• _What you need to do_: Rewrite every line of the records below as a numbered list, leaving out any blank lines.

** start of Records shown **

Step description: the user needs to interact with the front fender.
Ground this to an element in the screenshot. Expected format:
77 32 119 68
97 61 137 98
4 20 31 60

** end of Records shown **

• _Solution to this task_:
1. Step description: the user needs to interact with the front fender.
2. Ground this to an element in the screenshot. Expected format:
3. 77 32 119 68
4. 97 61 137 98
5. 4 20 31 60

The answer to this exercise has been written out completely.